━━ Document section
  5. Creating a caring bridge: Moving through phases of uncertainty in the discovery process for cancer requires great resilience on the part of the person with cancer and their loved ones. Too often the experience shatters self-confidence as the fears of failure overwhelm the experience. One family member described this crisis: “I wish that some, anyone-any of these people who are paid to do this-would actually tell me what to do…I have not yet opened my mouth and I am defeated…I need tactics: a manager, coach, a trainer who knows about the death stuff…about the understanding of young children, about the deep fatigue generated by stress, about what the illness does to concentration, financial support, about anger…and all the skeins involved in the [un]raveling out of the whole.”  The navigator will assist in working with realistic needs of the patient and their family and assist in encouraging the patient to find some degree of peace within the experience of doubt and fear.
━━━━
**Brief 1**
In the caring bridge passage on cancer, what does the navigator encourage the patient to find?
**Brief 2**
Decide whether each statement agrees with the caring bridge passage, answering yes or no and quoting the words that settle it: (a) The family member quoted said they needed tactics. (b) The experience of cancer discovery too often strengthens self-confidence. (c) The navigator works with the realistic needs of the patient alone, not the family.
**Brief 3**
Write the next part of the caring bridge passage, starting after its last sentence.
The listing that comes next is drawn from a separate source.
━━ Information provided
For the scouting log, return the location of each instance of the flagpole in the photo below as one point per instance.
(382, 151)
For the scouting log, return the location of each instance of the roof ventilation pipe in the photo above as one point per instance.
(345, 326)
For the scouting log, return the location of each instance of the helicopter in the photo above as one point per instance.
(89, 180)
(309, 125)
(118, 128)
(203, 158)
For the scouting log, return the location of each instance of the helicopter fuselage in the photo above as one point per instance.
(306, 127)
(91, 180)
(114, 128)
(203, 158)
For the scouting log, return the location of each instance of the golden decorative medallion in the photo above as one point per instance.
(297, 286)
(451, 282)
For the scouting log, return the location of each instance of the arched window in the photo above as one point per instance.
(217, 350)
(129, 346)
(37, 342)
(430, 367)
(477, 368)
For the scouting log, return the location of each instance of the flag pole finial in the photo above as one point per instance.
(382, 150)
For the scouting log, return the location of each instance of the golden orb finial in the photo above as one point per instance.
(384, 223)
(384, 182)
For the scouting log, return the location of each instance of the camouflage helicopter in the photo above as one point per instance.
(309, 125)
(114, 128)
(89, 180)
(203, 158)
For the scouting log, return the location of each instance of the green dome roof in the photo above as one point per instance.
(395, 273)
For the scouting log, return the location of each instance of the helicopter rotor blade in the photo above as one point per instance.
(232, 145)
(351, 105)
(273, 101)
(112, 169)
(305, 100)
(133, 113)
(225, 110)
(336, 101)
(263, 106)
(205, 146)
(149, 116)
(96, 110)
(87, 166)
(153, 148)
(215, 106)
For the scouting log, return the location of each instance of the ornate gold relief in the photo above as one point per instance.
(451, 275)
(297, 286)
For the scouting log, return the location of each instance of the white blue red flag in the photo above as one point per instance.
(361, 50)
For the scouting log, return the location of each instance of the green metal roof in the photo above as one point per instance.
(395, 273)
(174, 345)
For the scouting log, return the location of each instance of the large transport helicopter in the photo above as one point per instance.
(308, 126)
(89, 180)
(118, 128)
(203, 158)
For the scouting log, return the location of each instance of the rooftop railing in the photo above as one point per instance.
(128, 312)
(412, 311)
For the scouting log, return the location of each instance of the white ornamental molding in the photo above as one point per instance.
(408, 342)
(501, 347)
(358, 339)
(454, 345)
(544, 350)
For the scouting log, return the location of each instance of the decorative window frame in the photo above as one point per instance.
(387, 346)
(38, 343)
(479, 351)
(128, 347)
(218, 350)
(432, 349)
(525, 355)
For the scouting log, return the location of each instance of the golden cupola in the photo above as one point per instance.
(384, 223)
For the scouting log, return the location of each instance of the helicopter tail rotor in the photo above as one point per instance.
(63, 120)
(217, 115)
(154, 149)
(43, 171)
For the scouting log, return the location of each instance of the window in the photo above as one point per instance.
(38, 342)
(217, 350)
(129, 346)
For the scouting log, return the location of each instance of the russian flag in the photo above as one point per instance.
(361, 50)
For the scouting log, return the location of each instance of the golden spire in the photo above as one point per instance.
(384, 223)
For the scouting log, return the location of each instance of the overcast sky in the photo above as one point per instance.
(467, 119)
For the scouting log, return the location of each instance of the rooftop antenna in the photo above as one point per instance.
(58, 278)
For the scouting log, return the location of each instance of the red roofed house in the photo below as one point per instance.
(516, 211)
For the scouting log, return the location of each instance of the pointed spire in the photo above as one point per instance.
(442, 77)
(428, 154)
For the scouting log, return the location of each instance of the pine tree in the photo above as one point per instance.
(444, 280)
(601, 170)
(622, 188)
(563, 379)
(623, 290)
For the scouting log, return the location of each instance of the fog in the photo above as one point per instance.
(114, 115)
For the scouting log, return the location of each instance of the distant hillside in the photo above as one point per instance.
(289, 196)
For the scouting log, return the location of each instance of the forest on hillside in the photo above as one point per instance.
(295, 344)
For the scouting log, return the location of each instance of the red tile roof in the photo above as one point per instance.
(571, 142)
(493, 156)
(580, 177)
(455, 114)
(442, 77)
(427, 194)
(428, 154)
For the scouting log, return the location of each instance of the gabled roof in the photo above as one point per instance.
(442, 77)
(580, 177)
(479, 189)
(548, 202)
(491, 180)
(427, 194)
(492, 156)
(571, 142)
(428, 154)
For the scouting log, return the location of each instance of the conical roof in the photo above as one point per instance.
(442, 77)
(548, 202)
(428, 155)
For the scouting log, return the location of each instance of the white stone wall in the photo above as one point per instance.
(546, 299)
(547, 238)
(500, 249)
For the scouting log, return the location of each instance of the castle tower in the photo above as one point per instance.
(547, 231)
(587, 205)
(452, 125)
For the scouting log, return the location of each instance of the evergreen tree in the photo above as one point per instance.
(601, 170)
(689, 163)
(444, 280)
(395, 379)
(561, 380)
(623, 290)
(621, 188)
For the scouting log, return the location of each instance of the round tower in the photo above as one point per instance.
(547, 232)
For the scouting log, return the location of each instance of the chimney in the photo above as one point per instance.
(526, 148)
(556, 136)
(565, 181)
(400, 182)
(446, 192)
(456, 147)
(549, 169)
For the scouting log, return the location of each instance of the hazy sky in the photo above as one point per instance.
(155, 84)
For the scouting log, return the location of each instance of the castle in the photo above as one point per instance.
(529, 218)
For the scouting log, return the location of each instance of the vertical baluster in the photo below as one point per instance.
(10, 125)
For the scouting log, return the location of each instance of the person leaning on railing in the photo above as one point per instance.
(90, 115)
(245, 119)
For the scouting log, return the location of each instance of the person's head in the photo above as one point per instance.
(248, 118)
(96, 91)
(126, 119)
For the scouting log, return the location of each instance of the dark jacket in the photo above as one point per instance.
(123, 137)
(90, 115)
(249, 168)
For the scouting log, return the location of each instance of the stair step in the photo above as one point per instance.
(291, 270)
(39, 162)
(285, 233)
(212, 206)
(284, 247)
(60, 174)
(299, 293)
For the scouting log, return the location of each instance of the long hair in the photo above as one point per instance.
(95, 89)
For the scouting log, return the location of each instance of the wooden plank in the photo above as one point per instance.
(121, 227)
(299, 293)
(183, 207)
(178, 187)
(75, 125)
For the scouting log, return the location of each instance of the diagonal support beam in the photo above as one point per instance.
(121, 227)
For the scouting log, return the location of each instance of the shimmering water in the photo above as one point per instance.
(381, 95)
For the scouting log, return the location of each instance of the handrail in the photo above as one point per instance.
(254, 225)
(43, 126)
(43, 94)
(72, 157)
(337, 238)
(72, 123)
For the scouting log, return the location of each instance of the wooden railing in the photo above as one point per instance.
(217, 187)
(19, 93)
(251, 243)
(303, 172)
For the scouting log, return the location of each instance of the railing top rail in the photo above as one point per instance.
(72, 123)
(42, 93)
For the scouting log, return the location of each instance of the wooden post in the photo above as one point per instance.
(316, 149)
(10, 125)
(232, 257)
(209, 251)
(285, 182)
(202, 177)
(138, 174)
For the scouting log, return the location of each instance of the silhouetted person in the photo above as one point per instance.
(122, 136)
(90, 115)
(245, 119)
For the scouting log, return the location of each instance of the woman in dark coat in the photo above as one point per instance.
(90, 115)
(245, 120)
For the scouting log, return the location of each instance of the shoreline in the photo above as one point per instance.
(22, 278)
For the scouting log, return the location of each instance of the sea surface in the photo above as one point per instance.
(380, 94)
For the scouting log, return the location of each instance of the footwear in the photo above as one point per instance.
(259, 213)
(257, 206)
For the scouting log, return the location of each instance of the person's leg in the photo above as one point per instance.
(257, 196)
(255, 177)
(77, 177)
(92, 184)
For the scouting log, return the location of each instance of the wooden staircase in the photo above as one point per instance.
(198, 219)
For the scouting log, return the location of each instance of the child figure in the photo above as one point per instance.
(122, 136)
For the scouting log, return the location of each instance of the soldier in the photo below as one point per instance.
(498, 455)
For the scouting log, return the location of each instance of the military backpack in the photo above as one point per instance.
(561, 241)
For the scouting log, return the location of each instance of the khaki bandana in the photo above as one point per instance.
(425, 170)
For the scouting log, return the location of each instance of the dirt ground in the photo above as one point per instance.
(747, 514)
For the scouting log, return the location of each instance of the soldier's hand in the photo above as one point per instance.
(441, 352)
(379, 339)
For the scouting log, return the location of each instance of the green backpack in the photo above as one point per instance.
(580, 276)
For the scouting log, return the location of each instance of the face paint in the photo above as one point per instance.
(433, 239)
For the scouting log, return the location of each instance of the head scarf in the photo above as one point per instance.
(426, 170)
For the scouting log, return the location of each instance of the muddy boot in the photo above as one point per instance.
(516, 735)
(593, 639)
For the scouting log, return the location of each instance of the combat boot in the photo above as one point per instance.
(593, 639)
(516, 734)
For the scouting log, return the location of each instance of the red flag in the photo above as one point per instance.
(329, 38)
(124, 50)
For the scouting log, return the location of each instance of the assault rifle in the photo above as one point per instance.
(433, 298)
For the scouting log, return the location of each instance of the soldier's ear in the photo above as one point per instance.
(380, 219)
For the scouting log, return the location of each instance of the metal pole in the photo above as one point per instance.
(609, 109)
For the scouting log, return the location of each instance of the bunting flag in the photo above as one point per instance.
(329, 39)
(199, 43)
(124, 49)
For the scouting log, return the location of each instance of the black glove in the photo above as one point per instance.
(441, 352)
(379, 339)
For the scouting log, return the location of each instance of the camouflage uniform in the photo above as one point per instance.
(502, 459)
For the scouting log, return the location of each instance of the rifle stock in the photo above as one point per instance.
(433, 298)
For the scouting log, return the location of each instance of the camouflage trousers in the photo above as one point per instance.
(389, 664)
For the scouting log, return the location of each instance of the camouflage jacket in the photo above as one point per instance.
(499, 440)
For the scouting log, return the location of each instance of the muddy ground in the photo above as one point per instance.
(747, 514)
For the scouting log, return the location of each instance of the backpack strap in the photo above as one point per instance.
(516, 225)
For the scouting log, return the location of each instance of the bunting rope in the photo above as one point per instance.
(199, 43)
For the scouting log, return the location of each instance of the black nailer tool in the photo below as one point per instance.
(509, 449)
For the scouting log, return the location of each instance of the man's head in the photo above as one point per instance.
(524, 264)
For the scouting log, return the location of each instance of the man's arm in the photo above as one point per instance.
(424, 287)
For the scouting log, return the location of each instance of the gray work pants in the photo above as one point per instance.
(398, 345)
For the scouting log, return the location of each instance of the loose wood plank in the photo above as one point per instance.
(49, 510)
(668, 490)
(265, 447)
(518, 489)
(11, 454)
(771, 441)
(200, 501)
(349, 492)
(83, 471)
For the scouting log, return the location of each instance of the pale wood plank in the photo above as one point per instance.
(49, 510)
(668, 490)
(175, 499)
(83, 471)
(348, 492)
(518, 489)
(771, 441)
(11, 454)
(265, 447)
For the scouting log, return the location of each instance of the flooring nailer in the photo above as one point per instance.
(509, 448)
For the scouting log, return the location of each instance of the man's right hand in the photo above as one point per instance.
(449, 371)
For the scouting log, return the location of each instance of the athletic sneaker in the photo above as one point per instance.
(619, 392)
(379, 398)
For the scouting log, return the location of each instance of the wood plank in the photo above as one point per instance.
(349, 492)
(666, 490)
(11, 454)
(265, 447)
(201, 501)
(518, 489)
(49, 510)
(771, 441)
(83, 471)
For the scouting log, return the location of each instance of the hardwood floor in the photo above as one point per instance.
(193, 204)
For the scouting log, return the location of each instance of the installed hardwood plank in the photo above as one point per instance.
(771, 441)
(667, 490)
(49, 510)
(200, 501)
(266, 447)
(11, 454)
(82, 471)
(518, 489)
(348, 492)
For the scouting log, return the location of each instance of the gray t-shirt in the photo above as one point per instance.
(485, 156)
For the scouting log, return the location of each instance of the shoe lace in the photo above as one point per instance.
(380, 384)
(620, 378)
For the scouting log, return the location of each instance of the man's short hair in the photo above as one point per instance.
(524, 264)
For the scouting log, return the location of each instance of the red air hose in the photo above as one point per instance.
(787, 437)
━━━━
**Answer box 1**
Some degree of peace within the experience of doubt and fear.

**Answer box 2**
(a) Yes: "I need tactics"
(b) No: "Too often the experience shatters self-confidence"
(c) No: "realistic needs of the patient and their family"

**Answer box 3**
  6. Navigation with the Cancer Justice Network is the bridge: Social service agencies provide important, indeed, critical provisions for people in need. Whether it be food, help with housing assistance, emergency funds for transportation and bill paying, occupational training, and/or clothing, social service agencies are major sources of relief, strength, and compassion for many people in our community. The Cancer Justice Network builds on these strengths, unites the community desire to decrease cancer mortalities, and provides direct links to people who may likely fall through the cancer cracks. By providing cancer education and individuals trained to navigate the cancer maze through agencies in the Cancer Justice Network in Cincinnati, a bridge to survival from cancer emerges. In the coming year, our education and navigation option will be offered at the FreeStore Food Bank, St. Vincent de Paul, Madisonville Education and Assistance Center, Caracole House, Churches Active in Northside, Christ Church Cathedral, St. Francis Seraph and the Homeless Coalition. We expect navigators to come from the community as well as the University of Cincinnati school of social work, the UC Cincinnati Project, and the UC Peace Village. The American Cancer Society will provide printed cancer information, assistance with transportation to and from centers and hospitals, and critical 800 numbers that may be used 24/7 for people to access information. The Cincinnati Health Department will coordinate their health centers’ schedules to assist in screening processes. A team of volunteer physicians, led by Nemat Moussaivian, MD, will provide information on how cancer can be overcome with early screening and treatment. Support for these activities is provided, in part, by grants from the Cincinnati Academy of Medicine and Molina Insurance.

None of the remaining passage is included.